§ DESCRIPTION OF THE TASK:
Show every line in the entries below that contains the word "green".

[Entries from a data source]
= = =

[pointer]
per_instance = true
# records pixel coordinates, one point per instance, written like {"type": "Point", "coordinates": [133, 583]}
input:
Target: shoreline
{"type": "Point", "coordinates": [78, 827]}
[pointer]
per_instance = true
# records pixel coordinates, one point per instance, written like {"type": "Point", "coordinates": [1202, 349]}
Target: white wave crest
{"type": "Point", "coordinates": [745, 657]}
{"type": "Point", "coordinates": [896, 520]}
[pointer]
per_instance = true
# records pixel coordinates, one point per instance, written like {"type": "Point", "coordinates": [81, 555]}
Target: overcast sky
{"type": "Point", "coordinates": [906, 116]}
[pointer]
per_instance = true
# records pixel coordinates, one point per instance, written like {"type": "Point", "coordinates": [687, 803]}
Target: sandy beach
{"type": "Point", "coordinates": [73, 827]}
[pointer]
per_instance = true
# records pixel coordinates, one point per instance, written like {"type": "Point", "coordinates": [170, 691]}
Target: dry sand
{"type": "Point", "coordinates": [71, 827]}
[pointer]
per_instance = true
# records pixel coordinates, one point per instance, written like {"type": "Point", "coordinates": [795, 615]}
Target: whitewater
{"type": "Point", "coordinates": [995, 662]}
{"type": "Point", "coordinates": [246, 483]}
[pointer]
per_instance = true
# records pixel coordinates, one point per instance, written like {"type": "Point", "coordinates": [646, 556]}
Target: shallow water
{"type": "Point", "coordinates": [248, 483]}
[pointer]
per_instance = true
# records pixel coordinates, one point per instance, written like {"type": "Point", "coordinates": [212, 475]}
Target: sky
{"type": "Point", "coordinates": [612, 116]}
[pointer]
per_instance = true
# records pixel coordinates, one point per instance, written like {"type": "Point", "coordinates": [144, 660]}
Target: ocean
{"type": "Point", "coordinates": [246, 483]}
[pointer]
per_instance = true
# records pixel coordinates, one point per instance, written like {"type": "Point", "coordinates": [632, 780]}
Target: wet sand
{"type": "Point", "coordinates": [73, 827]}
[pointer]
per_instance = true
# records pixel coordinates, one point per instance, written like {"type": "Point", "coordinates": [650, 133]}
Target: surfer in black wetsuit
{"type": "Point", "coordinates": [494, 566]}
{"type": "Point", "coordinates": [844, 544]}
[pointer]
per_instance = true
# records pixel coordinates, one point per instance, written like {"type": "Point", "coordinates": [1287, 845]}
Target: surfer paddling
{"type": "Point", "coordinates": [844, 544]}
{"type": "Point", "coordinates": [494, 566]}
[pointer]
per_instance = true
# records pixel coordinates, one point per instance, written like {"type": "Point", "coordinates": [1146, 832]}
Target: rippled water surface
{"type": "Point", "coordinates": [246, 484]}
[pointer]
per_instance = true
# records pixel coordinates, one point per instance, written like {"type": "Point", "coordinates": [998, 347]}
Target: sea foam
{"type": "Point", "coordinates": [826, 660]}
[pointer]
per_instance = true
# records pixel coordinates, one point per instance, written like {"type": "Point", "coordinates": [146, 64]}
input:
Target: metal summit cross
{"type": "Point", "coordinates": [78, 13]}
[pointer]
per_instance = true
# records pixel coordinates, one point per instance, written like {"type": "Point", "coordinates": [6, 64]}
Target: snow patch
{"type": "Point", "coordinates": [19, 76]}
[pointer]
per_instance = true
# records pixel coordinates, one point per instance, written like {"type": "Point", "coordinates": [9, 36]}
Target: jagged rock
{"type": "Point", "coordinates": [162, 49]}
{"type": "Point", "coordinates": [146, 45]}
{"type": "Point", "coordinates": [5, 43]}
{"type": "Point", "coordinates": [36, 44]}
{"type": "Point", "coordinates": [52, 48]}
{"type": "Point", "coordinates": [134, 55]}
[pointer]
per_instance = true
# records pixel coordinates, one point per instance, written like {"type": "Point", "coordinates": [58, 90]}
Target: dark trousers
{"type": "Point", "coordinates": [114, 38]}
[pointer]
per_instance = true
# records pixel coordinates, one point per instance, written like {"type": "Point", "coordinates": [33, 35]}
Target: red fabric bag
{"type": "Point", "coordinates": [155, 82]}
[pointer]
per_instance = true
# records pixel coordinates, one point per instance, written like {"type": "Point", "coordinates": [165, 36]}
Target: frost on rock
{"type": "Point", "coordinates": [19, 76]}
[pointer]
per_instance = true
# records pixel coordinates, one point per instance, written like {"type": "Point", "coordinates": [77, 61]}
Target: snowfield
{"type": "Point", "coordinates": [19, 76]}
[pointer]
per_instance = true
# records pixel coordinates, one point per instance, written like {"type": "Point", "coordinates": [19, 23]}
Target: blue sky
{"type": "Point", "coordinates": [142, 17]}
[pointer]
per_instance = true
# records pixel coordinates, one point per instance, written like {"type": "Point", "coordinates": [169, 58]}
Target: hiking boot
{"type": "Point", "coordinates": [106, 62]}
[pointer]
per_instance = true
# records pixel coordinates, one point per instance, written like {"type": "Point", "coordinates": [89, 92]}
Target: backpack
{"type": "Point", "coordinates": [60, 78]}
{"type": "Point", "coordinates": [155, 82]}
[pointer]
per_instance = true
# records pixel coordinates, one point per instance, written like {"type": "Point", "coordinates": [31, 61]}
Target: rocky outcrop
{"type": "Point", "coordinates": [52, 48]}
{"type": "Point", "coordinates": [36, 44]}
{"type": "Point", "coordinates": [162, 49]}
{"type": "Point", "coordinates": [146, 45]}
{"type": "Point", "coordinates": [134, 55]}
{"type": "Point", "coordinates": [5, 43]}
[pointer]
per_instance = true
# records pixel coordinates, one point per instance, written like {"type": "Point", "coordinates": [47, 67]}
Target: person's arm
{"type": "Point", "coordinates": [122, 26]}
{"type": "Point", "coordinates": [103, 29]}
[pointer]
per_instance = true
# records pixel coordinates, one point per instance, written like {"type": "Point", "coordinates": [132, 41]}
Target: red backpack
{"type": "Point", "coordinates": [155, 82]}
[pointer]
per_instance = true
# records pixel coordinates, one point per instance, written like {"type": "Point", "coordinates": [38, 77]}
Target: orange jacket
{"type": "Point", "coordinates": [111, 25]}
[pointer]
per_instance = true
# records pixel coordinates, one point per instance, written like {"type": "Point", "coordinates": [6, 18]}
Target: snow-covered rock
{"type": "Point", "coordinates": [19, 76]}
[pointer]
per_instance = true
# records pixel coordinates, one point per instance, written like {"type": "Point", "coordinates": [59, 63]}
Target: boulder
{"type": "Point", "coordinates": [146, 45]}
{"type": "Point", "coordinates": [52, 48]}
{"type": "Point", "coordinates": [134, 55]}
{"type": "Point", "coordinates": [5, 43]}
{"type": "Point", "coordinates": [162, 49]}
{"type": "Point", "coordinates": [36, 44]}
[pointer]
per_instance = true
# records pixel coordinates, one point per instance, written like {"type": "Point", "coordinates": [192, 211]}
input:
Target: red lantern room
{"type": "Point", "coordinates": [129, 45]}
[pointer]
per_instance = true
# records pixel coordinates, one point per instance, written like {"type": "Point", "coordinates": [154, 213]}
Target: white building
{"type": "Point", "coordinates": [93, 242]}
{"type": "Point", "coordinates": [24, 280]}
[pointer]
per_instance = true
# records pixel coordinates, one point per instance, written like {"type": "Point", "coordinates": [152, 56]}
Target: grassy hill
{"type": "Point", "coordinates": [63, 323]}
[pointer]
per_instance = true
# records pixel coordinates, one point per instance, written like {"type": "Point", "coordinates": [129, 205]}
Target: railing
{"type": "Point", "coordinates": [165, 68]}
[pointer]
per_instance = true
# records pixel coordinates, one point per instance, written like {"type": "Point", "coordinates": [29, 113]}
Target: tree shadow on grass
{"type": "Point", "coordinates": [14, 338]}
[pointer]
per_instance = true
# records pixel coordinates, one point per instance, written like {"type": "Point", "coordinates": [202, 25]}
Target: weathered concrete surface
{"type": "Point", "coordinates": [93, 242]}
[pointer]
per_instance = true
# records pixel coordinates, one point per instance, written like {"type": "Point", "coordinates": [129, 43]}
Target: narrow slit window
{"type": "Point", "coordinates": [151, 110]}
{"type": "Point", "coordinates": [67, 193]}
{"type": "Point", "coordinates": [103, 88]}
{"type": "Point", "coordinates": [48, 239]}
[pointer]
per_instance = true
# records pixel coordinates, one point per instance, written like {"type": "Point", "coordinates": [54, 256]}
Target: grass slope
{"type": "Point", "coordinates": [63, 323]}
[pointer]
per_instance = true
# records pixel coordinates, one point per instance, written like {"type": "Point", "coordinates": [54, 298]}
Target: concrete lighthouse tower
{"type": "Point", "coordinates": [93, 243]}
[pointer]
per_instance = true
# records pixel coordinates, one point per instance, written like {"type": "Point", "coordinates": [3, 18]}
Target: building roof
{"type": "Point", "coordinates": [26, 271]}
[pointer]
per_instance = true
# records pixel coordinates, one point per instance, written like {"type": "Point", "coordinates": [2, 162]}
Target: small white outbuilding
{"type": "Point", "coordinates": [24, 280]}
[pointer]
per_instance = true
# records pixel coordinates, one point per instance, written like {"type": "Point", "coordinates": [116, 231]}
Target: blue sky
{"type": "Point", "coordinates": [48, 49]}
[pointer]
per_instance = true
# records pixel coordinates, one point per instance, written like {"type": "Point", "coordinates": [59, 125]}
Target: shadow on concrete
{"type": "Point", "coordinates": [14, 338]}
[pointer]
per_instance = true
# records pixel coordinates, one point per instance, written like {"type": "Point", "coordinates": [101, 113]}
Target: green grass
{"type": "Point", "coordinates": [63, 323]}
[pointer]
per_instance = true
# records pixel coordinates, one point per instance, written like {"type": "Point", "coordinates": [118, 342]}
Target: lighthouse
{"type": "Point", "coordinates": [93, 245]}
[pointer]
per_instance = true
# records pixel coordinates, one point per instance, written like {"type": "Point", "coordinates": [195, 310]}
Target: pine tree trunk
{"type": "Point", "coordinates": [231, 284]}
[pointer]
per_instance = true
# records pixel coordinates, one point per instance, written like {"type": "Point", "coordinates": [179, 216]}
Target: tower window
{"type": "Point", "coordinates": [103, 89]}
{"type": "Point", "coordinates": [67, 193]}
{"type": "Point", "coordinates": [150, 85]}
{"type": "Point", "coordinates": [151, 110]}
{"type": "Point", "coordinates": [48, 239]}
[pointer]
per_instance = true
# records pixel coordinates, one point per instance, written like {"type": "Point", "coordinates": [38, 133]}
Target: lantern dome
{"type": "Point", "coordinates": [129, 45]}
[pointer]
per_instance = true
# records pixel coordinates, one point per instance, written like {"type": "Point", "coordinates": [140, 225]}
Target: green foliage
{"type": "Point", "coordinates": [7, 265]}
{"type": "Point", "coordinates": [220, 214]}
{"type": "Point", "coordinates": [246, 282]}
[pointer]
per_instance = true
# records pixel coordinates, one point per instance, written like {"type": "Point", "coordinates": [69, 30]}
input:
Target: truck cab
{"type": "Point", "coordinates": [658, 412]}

= = =

§ RESULT:
Target: green grass
Target: green foliage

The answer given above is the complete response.